Or, à partir du XVIIème siècle, la science moderne va modifier la culture occidentale de telle sorte que les hommes vivant dans [7] cette culture vont précisément y affirmer l’infinité de l’étendue cosmique. Tout se passe alors comme si une sorte de folie s’emparait des esprits. Car, s’il est vrai que présenter comme une vérité incontestable l’infinité de l’étendue, c’est s’affirmer immortel, la diffusion de la croyance en l’infinité de l’espace (corollaire inévitable, comme nous le verrons, du principe d’inertie sur lequel est fondée toute notre physique) signale des individus s’affirmant immortels (même s’ils ne le pensent pas) et, par là, plus ou moins fous.

Comment la science moderne a-t-elle conduit au postulat puis à l’axiome pratiquement intangible d’un univers infini, alors que par tous nos sens nous percevons de la finitude, des limites, une clôture? Comment ce postulat a-t-il pu nous affecter au point de nous conduire à énoncer comme vraies pour les siècles des siècles des propositions manifestement absurdes ou délirantes (si l’on en fait des propositions nous donnant accès à l’ultime réalité)? Et surtout, comment le postulat fondamental de la physique galiléo-newtonienne a-t-il affecté notre appréhension originaire du cosmos au point de nous faire rejeter les messages les plus élémentaires de nos sens, à savoir la perception d’un cosmos borné, le mouvement du soleil autour de la terre, la non-inertie du mouvement?

À FAIRE:
1. Indiquez par oui ou non si chaque affirmation concorde avec l'extrait, en citant les mots qui tranchent : (a) la science moderne modifie la culture occidentale à partir du XVIIe siècle ; (b) nos sens nous font percevoir un univers infini ; (c) l'infinité de l'espace découle du principe d'inertie.
2. D'après l'extrait, sur quel principe toute notre physique est-elle fondée ?
3. Traduisez en anglais cette phrase de l'extrait : « Tout se passe alors comme si une sorte de folie s’emparait des esprits. »

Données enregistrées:
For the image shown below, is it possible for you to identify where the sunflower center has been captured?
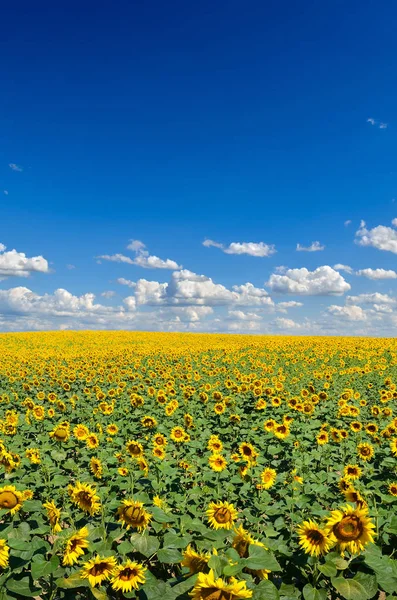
[124,506,145,525]
[333,516,363,542]
[0,492,18,509]
[307,529,324,545]
[90,563,108,577]
[214,507,232,523]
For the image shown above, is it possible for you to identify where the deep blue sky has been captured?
[0,0,397,332]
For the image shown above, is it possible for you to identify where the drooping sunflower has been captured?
[0,539,10,569]
[125,440,143,458]
[117,500,152,531]
[90,456,103,479]
[0,485,24,515]
[343,464,362,479]
[80,556,117,587]
[357,442,374,461]
[206,502,238,529]
[388,482,397,497]
[68,481,101,515]
[43,500,62,533]
[181,544,211,575]
[190,569,252,600]
[325,504,375,554]
[208,454,227,473]
[111,560,146,594]
[260,467,277,490]
[297,520,334,556]
[62,527,89,567]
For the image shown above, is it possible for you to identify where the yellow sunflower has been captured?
[117,500,152,531]
[206,502,238,529]
[190,569,252,600]
[62,527,89,567]
[68,481,101,515]
[80,556,117,587]
[297,520,334,556]
[0,485,24,515]
[325,505,375,554]
[111,560,146,594]
[43,500,62,533]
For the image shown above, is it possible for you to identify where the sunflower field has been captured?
[0,332,397,600]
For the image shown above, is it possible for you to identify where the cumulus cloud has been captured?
[0,244,49,278]
[8,163,23,173]
[203,240,276,258]
[101,290,116,298]
[356,269,397,280]
[267,265,351,296]
[355,219,397,254]
[296,242,325,252]
[97,240,182,271]
[327,304,367,321]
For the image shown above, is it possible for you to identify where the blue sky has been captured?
[0,0,397,335]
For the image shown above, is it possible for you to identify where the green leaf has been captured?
[252,579,280,600]
[130,533,160,558]
[245,544,281,571]
[331,577,371,600]
[157,548,183,565]
[6,577,42,598]
[303,583,327,600]
[31,554,59,579]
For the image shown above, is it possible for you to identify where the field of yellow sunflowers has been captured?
[0,332,397,600]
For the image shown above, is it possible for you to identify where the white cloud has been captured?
[267,265,351,296]
[355,219,397,254]
[203,240,276,258]
[97,240,182,271]
[8,163,23,173]
[296,242,325,252]
[356,269,397,280]
[327,304,367,321]
[346,292,396,304]
[272,317,302,330]
[333,263,353,274]
[0,244,49,277]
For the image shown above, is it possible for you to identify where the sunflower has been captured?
[208,454,227,473]
[181,544,211,575]
[388,482,397,497]
[43,500,62,533]
[125,440,143,458]
[260,467,277,490]
[343,465,362,479]
[207,435,223,453]
[90,456,103,479]
[117,500,152,531]
[190,569,252,600]
[357,443,374,461]
[80,555,117,587]
[325,504,375,554]
[85,433,99,450]
[206,502,238,529]
[0,485,24,515]
[68,481,101,515]
[111,559,146,594]
[152,446,165,460]
[0,539,10,569]
[62,527,89,567]
[297,520,333,556]
[170,427,186,443]
[73,423,90,440]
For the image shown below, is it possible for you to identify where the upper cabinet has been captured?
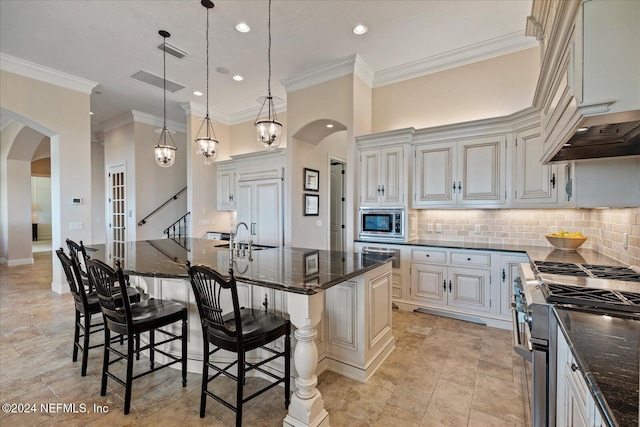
[527,0,640,163]
[413,134,507,208]
[356,128,414,207]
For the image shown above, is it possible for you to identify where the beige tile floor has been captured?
[0,252,524,427]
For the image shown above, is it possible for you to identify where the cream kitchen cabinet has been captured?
[360,146,407,206]
[410,249,491,314]
[413,134,507,208]
[512,126,564,208]
[526,0,640,162]
[500,253,529,319]
[556,328,603,427]
[216,162,236,211]
[356,128,415,207]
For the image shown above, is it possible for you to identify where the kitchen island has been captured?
[89,238,395,426]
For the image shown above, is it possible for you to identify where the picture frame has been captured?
[304,194,320,216]
[304,168,320,191]
[304,251,320,276]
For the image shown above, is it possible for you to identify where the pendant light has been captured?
[195,0,218,165]
[154,30,177,168]
[254,0,282,150]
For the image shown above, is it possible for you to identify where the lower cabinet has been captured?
[556,328,603,427]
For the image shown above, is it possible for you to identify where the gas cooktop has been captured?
[534,261,640,282]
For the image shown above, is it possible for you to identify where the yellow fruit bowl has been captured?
[544,234,588,251]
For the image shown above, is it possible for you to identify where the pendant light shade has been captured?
[194,0,218,165]
[254,0,282,150]
[154,30,177,168]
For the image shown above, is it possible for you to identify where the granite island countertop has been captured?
[87,238,392,294]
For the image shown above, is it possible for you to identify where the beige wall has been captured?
[417,208,640,265]
[372,48,540,132]
[0,70,91,292]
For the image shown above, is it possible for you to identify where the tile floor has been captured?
[0,252,524,427]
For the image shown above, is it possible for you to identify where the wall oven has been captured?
[358,208,406,242]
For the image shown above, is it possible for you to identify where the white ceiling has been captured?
[0,0,535,132]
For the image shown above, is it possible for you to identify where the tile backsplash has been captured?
[417,208,640,266]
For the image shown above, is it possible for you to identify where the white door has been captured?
[329,160,345,251]
[107,165,127,261]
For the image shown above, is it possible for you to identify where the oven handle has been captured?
[511,295,533,361]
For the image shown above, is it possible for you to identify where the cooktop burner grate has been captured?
[542,283,640,313]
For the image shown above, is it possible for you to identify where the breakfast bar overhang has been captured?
[88,238,395,426]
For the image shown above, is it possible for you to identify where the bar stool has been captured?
[187,262,291,427]
[87,258,187,415]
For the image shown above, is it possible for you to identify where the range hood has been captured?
[551,110,640,162]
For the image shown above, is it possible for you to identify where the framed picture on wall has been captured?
[304,194,320,216]
[304,168,320,191]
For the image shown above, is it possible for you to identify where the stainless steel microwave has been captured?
[359,208,405,241]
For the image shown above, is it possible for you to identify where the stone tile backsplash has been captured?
[417,208,640,266]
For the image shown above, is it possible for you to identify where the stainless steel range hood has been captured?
[551,110,640,162]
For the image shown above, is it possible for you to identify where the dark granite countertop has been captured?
[89,238,392,294]
[555,307,640,427]
[356,239,625,266]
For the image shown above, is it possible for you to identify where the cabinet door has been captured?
[456,135,507,205]
[235,182,257,243]
[217,171,236,210]
[447,268,491,312]
[360,150,382,206]
[411,263,447,306]
[255,179,283,246]
[514,127,560,206]
[413,142,457,207]
[499,255,529,319]
[380,147,408,205]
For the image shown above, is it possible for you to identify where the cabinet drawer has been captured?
[450,252,491,267]
[411,249,447,263]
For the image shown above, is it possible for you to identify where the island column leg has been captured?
[282,292,329,427]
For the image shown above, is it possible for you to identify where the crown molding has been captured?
[101,110,187,133]
[0,53,98,95]
[180,101,231,126]
[280,54,374,93]
[372,31,539,88]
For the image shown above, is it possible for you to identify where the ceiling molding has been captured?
[229,99,287,125]
[180,101,231,126]
[372,31,539,88]
[101,110,187,133]
[280,53,374,93]
[0,53,98,95]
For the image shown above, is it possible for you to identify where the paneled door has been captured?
[107,165,127,261]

CORRIGÉS:
1.
(a) Oui : « à partir du XVIIème siècle, la science moderne va modifier la culture occidentale »
(b) Non : « par tous nos sens nous percevons de la finitude, des limites, une clôture »
(c) Oui : « corollaire inévitable, comme nous le verrons, du principe d’inertie »

2. Sur le principe d'inertie.

3. It is then as though a kind of madness were taking hold of people's minds.